▶ **PROVIDED RECORDS**:
......

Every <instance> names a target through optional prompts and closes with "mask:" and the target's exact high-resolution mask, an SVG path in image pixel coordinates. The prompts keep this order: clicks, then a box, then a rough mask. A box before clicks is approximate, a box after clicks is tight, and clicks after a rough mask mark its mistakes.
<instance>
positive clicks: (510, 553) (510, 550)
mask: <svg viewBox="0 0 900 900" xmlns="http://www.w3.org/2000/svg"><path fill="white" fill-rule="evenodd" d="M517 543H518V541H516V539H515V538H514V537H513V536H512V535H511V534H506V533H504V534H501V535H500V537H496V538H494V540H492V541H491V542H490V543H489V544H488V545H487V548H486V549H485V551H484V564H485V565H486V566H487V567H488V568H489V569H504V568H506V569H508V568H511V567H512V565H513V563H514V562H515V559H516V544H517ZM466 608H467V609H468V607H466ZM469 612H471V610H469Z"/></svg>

......

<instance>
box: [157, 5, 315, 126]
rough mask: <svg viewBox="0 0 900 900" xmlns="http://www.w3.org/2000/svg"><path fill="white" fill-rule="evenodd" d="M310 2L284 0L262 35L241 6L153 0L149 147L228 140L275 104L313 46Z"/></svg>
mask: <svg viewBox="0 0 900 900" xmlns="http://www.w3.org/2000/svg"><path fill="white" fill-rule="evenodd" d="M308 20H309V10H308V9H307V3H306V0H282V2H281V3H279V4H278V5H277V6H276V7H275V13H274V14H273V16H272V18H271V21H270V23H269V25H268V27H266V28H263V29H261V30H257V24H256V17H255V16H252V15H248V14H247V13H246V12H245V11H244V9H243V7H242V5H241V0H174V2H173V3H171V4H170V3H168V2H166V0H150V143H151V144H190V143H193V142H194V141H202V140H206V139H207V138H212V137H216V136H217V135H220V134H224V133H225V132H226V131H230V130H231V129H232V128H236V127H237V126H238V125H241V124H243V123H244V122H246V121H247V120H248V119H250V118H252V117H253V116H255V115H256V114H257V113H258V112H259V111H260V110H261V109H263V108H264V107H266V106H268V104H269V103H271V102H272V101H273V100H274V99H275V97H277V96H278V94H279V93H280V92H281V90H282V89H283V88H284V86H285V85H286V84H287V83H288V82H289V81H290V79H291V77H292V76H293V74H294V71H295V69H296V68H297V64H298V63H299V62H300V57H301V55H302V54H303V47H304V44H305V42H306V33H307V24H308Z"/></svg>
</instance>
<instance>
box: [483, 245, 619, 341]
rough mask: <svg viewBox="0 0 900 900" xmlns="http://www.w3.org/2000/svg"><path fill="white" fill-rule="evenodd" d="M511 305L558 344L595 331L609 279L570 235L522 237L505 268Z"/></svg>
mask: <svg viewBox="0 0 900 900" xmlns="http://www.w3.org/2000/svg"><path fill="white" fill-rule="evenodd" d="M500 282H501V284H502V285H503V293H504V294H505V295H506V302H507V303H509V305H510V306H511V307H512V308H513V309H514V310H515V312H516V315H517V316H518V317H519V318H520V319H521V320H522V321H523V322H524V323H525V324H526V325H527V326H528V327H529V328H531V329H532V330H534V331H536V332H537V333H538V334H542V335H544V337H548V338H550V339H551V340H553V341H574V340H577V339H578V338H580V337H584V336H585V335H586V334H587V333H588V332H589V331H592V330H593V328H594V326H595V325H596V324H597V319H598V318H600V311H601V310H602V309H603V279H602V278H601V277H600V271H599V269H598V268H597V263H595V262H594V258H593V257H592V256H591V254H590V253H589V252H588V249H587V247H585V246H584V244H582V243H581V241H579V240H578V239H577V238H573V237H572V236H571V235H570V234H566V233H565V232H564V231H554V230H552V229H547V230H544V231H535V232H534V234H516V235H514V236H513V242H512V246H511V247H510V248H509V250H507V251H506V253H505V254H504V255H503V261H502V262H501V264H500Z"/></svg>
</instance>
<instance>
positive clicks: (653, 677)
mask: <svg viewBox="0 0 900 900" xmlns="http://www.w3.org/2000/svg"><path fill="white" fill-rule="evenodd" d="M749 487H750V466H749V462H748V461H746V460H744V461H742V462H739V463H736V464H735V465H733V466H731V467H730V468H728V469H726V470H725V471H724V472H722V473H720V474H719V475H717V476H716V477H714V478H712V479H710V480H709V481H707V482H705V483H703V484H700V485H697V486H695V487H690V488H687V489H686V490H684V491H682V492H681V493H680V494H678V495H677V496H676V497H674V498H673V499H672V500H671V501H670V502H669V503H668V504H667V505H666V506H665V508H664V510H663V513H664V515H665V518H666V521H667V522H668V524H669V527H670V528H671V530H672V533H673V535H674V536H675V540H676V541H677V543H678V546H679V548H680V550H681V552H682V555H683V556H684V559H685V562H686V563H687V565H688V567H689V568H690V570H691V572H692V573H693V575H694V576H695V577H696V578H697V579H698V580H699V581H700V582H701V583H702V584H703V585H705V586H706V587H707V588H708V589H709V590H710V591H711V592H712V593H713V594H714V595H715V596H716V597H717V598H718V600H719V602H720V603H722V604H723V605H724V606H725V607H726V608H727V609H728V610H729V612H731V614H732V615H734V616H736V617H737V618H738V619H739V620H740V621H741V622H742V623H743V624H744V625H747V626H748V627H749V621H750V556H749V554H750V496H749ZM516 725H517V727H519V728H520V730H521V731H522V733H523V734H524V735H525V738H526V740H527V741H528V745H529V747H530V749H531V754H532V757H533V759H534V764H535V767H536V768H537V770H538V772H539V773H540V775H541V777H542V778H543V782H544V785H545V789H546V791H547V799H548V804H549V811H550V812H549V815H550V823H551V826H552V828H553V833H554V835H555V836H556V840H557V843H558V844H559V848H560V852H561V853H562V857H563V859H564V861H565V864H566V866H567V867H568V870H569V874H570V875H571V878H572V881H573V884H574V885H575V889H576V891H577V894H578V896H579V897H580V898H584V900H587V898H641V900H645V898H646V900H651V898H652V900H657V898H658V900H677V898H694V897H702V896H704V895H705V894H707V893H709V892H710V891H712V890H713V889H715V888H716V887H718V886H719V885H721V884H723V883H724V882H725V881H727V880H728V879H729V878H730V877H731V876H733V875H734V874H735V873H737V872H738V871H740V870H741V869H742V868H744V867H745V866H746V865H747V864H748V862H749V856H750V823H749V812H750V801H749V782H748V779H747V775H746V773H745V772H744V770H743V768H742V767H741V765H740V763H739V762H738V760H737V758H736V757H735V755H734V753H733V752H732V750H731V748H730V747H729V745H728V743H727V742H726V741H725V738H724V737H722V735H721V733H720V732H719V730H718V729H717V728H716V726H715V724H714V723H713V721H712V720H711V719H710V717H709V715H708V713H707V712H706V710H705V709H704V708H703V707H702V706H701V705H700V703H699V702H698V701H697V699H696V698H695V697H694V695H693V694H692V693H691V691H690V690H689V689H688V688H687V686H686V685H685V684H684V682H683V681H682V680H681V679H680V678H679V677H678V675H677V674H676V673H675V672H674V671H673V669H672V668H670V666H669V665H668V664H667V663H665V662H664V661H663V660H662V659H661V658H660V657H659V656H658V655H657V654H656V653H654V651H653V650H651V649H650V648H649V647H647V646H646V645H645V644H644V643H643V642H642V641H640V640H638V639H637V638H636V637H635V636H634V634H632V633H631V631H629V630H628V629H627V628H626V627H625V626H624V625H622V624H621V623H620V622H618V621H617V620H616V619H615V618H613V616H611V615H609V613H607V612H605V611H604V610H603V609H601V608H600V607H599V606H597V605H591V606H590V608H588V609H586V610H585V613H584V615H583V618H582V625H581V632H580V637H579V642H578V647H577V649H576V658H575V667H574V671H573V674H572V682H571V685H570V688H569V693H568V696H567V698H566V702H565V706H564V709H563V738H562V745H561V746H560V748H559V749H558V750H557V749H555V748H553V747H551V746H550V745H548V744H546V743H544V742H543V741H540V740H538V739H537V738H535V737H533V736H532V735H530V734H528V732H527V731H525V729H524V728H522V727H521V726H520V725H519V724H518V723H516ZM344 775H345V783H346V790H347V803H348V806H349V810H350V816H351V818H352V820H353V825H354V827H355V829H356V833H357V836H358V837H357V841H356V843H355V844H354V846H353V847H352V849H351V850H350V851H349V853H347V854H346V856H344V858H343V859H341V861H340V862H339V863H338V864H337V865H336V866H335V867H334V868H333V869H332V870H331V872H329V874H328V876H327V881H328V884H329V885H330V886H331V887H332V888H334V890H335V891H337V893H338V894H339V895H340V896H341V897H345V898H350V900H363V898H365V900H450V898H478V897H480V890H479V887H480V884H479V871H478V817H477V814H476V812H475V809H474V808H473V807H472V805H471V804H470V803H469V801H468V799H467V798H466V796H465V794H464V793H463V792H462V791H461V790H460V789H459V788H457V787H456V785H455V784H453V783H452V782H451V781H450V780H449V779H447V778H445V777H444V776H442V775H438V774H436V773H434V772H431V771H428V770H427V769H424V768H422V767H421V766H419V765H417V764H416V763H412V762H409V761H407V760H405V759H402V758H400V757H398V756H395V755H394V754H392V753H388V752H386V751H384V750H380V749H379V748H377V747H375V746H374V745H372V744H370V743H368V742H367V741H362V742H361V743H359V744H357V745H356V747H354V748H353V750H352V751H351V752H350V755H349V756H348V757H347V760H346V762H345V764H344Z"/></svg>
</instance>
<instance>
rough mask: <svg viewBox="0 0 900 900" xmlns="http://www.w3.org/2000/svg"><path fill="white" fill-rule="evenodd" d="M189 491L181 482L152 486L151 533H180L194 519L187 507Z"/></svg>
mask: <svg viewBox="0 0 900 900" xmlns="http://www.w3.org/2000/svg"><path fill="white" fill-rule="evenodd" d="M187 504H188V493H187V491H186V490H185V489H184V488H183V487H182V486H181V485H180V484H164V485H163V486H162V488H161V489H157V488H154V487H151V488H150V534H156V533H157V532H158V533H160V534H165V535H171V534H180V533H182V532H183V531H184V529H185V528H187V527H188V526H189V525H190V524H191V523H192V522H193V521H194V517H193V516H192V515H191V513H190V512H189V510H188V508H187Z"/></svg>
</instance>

......

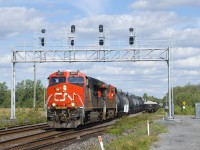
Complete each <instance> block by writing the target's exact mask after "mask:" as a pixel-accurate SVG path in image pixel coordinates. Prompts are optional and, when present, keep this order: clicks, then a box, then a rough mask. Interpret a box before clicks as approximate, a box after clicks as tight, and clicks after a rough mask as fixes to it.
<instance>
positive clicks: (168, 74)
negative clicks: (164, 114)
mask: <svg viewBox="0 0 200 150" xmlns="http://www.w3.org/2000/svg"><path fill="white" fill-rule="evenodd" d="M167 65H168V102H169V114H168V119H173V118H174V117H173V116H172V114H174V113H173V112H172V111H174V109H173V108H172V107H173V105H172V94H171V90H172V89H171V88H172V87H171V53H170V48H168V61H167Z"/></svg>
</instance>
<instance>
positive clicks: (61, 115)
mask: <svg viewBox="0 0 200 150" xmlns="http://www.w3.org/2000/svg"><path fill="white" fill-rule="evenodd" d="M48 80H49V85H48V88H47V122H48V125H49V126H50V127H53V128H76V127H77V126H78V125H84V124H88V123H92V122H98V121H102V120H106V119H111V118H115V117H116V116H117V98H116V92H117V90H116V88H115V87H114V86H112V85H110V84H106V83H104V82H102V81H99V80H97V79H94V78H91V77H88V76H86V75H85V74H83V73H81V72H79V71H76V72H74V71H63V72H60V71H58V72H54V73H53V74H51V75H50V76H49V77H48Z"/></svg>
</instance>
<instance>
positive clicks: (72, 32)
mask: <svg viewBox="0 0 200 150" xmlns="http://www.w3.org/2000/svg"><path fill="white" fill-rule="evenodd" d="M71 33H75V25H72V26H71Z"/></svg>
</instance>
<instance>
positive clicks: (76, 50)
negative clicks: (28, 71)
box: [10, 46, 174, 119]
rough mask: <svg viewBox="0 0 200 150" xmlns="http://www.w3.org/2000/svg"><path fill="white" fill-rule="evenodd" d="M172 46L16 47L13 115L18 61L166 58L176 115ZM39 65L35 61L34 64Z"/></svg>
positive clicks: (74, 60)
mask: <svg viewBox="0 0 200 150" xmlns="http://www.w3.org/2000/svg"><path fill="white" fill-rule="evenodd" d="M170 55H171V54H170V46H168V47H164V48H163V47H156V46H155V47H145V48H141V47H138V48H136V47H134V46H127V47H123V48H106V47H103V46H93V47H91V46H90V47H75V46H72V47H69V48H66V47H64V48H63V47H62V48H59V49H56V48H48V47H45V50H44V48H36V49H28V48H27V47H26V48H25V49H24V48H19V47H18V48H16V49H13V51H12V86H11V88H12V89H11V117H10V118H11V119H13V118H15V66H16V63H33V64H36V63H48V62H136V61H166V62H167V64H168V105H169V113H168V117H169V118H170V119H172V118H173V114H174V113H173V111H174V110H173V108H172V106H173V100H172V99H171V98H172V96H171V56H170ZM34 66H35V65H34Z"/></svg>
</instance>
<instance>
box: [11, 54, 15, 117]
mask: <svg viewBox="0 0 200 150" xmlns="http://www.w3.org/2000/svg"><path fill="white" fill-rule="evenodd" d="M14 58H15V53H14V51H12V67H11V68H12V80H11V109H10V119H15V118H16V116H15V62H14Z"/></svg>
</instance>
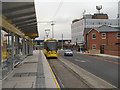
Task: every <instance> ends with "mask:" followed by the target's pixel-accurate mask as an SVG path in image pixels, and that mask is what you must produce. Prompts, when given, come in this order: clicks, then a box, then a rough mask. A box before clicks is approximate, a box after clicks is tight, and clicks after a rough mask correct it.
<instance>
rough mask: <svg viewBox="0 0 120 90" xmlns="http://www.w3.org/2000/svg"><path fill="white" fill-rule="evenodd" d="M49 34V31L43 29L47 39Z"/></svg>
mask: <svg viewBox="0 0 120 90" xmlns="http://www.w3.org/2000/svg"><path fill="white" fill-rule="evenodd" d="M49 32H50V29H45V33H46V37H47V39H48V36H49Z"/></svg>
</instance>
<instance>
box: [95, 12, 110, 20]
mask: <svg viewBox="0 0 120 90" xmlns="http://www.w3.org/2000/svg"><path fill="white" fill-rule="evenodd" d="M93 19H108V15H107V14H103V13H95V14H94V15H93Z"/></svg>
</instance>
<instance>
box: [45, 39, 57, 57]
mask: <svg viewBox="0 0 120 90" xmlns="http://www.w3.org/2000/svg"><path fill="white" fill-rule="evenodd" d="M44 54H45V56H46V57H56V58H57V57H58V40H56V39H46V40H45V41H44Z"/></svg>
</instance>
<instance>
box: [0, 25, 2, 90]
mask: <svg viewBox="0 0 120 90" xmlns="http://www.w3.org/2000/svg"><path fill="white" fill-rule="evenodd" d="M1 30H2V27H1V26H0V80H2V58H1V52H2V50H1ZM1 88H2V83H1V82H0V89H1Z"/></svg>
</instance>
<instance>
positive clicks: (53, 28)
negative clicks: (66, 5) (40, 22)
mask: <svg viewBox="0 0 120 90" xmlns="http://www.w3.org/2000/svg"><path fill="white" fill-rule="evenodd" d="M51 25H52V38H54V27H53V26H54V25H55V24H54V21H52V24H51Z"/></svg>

......

▶ **WORK REQUEST**: Take every line above carrying "then" and return it.

▶ **RESULT**:
Every <instance> names a target through optional prompts and closes with "mask:" and the target's exact high-resolution mask, an SVG path in image pixel coordinates. The prompts keep this order: clicks, then a box, then a rough mask. A box before clicks is approximate, a box after clicks is tight, and clicks after a rough mask mark its mistakes.
Complete each <instance> block by writing the target's exact mask after "mask:" as a pixel-accurate SVG path in image pixel coordinates. Prompts are optional and, when present, keep this order: clicks, then a box, then a rough mask. Interpret a box before clicks as approximate, a box after clicks as tight, and clicks after a rough mask as fixes to it.
Task: every <instance> ends with "mask:" followed by the target's pixel-accurate mask as an SVG path in image pixels, and that mask is what you must produce. Prompts, when given, come in this order: clicks, then a box, then a rough mask. A box before clicks is approximate, a box after clicks is tight, and clicks after a rough mask correct it.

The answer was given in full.